Please put the lines from the first one below up to and including the line with "(1248, 312)" into a JSON list of strings, one string per line, with blank lines left out.
********************
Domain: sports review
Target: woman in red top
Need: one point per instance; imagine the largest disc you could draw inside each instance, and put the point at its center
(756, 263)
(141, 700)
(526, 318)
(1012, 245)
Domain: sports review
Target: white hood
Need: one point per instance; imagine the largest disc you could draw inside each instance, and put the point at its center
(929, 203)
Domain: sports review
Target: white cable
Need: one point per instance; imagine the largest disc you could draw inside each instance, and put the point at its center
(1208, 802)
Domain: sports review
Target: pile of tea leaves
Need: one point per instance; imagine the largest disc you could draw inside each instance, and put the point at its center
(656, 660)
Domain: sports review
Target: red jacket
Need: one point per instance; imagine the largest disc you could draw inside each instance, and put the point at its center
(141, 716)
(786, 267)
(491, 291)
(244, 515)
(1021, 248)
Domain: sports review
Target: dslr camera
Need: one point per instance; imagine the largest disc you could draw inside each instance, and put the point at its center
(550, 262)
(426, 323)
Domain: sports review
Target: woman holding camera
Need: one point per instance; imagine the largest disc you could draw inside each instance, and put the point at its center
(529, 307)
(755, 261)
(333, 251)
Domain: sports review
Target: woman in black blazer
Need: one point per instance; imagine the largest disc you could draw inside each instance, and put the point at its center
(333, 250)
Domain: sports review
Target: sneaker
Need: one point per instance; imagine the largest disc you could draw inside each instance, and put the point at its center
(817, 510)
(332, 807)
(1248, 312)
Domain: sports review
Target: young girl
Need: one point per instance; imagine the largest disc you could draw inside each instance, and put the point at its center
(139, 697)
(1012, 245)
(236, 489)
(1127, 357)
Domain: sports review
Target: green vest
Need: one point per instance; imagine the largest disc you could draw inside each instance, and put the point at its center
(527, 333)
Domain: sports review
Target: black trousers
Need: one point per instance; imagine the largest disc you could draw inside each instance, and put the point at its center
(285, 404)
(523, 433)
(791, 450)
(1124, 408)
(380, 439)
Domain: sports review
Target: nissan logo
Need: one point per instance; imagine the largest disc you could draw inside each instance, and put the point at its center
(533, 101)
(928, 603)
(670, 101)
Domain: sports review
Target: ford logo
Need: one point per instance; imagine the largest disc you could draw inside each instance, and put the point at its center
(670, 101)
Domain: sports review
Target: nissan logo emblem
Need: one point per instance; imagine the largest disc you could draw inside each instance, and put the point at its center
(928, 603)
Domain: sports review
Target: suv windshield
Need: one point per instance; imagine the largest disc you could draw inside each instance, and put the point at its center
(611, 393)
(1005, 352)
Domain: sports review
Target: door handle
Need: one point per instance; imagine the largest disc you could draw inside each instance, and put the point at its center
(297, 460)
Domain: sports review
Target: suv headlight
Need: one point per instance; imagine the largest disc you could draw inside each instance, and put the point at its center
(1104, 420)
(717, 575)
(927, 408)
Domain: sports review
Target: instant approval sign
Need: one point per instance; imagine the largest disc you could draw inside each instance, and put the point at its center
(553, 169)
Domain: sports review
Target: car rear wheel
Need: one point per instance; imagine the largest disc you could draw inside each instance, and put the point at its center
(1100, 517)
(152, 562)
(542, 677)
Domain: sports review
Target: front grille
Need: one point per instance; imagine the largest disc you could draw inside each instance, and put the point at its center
********************
SOLVED EXERCISE:
[
  "Domain: sports review",
  "Target: woman in red top",
  "Need: one point per instance; imagine the largest disc you could draw inside each instance, and put the point at its center",
  "(756, 263)",
  "(141, 700)",
  "(526, 318)",
  "(1012, 245)",
  "Domain: sports review",
  "Target: white hood",
  "Need: one point per instance; imagine the largest disc you could draw inside each instance, and put the point at its center",
  "(929, 203)",
  "Domain: sports review",
  "Target: white cable",
  "Need: one point per instance; imagine the largest disc you could draw inside each instance, and put the point at its center",
  "(1208, 802)",
  "Domain: sports review",
  "Target: pile of tea leaves",
  "Need: one point per instance; imagine the largest disc you could draw inside each instance, and put the point at its center",
  "(656, 660)",
  "Domain: sports review",
  "Target: red jacket",
  "Need: one point per instance; imagine the largest disc you could draw inside each instance, and put the point at its center",
  "(141, 716)",
  "(786, 267)",
  "(491, 291)",
  "(244, 515)",
  "(1021, 248)",
  "Domain: sports review",
  "Target: dslr camera",
  "Need: one point per instance; imagine the largest disc you could draw inside each instance, and put the point at its center",
  "(550, 262)",
  "(426, 323)",
  "Domain: sports review",
  "Target: woman holding camera",
  "Need: one point per instance; imagine the largest disc you could draw inside each instance, and put the point at its center",
  "(529, 307)",
  "(755, 261)",
  "(333, 251)",
  "Domain: sports review",
  "Target: woman in black blazer",
  "Need: one point per instance; imagine the largest disc you could draw inside each instance, and put the point at its center",
  "(333, 250)",
  "Domain: sports review",
  "Target: sneaker",
  "Need: one point per instance; imagine the largest disc you could draw inside each instance, and put the point at its center",
  "(817, 510)",
  "(332, 807)",
  "(1248, 312)"
]